Given exercise:
Extract each line of the entries below that contains the word "blurred".
**** Material supplied ****
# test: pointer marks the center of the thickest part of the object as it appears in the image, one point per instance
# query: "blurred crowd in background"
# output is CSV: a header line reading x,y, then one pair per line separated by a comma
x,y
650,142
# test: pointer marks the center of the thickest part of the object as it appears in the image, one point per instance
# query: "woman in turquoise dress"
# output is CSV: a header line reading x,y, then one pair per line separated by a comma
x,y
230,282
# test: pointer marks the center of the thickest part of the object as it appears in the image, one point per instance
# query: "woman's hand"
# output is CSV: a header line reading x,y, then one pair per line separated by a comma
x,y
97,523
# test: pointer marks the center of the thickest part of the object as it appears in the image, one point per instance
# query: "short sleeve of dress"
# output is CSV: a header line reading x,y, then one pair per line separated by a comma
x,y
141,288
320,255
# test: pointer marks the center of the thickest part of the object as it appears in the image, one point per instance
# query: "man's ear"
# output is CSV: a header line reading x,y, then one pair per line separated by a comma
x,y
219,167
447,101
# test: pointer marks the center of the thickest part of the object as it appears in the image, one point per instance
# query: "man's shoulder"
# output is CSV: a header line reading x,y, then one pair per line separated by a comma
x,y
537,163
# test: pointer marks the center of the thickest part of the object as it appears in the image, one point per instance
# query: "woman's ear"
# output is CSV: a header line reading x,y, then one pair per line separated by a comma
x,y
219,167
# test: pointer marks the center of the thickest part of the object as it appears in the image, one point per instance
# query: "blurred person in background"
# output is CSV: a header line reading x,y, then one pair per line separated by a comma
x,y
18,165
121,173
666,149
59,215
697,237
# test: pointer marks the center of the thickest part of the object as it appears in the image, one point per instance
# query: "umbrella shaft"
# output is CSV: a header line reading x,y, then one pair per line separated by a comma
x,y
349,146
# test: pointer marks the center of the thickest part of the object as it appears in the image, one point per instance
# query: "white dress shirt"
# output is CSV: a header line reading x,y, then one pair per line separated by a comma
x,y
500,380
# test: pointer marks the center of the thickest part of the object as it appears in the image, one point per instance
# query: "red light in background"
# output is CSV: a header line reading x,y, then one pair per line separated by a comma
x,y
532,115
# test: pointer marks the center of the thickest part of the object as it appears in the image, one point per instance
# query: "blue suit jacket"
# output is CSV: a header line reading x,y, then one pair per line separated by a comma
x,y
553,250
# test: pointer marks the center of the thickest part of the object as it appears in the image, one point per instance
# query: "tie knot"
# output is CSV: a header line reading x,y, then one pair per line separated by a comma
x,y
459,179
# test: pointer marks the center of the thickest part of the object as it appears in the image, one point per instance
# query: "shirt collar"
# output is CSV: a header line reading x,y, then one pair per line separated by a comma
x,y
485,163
****
The reply:
# query: "blurred crowd in background"
# query: "blurred person in background"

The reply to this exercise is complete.